Exercise material Start Marker
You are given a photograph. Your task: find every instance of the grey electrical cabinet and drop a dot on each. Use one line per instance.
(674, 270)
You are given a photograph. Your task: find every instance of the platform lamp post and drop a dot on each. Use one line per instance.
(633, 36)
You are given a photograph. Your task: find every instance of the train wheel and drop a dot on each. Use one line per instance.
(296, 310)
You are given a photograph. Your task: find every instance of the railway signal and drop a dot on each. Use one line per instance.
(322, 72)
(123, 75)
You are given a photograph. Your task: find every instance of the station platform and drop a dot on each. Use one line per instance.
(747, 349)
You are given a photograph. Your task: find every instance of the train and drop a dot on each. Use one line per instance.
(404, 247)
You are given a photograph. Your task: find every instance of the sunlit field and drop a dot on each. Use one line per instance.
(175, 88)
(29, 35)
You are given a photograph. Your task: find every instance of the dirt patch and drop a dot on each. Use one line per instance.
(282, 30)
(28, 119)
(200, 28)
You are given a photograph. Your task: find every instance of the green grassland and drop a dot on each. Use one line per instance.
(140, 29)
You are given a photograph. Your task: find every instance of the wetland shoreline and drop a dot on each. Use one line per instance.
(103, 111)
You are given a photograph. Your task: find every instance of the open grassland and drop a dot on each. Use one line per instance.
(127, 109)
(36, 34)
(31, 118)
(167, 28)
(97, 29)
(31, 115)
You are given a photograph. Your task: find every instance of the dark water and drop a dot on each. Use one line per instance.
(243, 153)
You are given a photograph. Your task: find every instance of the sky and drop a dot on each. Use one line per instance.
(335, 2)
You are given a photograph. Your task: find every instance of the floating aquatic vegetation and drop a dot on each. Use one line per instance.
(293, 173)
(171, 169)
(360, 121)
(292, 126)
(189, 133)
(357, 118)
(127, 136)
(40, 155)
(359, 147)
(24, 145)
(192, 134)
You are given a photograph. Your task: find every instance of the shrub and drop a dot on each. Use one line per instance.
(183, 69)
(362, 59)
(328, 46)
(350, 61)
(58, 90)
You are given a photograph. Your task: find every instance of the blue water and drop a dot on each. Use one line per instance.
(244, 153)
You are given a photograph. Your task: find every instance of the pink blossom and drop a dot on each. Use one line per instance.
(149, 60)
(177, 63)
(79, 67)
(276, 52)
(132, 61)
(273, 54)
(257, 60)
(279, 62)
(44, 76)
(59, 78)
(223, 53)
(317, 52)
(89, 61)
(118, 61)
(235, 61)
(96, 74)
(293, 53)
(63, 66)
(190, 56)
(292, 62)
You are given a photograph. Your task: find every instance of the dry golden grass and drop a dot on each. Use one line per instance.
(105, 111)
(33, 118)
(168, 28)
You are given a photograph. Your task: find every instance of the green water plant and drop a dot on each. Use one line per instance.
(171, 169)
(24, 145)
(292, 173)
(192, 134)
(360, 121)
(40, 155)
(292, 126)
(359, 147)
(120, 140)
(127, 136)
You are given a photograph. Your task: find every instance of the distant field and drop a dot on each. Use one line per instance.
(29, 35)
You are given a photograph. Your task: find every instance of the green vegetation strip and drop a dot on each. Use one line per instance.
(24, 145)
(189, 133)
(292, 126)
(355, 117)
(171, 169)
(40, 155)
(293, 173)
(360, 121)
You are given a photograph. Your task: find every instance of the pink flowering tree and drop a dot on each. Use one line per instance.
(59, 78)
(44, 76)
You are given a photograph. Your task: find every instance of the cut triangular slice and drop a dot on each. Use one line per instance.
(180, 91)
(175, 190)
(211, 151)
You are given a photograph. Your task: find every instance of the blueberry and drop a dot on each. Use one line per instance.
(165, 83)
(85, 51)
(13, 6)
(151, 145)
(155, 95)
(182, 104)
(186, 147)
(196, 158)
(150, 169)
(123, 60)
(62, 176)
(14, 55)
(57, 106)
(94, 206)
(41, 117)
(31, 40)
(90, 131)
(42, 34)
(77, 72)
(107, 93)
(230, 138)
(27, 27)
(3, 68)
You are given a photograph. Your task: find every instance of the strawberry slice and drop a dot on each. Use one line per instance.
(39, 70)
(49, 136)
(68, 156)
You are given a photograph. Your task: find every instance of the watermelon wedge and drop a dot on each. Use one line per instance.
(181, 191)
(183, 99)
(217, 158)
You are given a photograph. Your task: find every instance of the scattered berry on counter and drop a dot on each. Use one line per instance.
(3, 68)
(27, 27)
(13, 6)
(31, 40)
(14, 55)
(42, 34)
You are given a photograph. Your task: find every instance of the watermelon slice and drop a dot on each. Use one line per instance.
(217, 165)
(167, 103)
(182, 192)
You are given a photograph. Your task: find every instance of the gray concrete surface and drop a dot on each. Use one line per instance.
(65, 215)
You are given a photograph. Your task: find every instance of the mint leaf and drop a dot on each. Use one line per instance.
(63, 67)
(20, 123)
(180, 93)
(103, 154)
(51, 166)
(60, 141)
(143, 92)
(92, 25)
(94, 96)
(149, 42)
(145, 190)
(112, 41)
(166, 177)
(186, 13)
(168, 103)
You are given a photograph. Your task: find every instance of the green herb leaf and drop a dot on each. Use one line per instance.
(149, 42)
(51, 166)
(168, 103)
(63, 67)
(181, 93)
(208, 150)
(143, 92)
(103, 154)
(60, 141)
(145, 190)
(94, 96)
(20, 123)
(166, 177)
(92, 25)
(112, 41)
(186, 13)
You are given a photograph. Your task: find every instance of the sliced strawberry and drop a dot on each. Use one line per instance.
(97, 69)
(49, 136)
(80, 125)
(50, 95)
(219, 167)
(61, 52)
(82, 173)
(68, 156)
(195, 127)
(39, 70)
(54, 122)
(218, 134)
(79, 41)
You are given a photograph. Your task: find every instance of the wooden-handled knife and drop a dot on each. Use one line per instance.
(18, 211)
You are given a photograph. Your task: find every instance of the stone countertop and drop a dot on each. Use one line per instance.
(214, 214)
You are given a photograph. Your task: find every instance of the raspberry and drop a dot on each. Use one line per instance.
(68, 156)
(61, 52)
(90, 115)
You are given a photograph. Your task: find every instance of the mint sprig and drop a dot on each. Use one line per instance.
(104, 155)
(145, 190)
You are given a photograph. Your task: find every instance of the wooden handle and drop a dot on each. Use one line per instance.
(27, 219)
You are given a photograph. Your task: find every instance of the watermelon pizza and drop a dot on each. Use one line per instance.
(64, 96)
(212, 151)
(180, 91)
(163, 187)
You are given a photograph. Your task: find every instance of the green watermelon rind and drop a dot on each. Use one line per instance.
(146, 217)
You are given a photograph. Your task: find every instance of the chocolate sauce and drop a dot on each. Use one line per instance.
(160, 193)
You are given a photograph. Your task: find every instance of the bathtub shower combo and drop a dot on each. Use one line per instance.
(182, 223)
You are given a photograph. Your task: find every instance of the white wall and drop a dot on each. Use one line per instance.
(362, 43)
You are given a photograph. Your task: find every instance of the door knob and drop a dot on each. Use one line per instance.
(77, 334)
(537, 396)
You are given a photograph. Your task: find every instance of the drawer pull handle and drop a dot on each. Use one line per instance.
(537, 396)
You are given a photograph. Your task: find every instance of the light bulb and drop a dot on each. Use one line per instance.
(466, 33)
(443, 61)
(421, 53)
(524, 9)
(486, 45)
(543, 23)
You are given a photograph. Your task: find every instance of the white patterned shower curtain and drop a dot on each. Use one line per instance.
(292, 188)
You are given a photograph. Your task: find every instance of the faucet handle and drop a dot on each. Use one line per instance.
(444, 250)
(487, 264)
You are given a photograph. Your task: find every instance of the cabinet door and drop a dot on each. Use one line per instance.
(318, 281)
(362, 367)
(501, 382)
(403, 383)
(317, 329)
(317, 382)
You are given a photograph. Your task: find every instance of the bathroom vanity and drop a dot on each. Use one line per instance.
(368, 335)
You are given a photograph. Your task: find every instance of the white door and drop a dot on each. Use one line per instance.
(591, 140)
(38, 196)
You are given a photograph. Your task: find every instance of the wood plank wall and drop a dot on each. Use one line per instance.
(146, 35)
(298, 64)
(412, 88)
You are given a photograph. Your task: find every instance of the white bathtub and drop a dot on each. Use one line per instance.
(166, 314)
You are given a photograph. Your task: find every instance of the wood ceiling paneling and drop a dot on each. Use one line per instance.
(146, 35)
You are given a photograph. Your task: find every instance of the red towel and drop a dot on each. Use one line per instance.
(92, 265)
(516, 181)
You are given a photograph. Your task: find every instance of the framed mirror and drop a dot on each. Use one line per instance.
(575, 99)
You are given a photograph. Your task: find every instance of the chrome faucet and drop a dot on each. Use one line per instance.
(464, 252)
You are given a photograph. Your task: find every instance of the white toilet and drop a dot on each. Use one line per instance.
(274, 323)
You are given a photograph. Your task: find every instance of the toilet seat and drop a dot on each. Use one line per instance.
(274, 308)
Exercise material End Marker
Task to carry out:
Copy exactly the lines from the one with "the red towel" down to the last line of the records above, and leave out everything else.

Written reply:
You are given a photograph. Your task: find every instance of the red towel and drop a dot on each. Use one line per instance.
(92, 265)
(516, 181)
You are given a photograph. Your task: find every instance of the framed mirror and drop a dot on each. Use one line per instance.
(575, 99)
You are given a photograph. Your task: find every instance of the chrome faucet and drop a dot on each. Use one line per instance.
(464, 252)
You are given a photograph. Your task: find every instance of the white toilet and drop a dot on each. Use one line per instance.
(274, 323)
You are given a photograph. Your task: find every instance of the toilet seat and drop a dot on each. Use one line per instance.
(274, 308)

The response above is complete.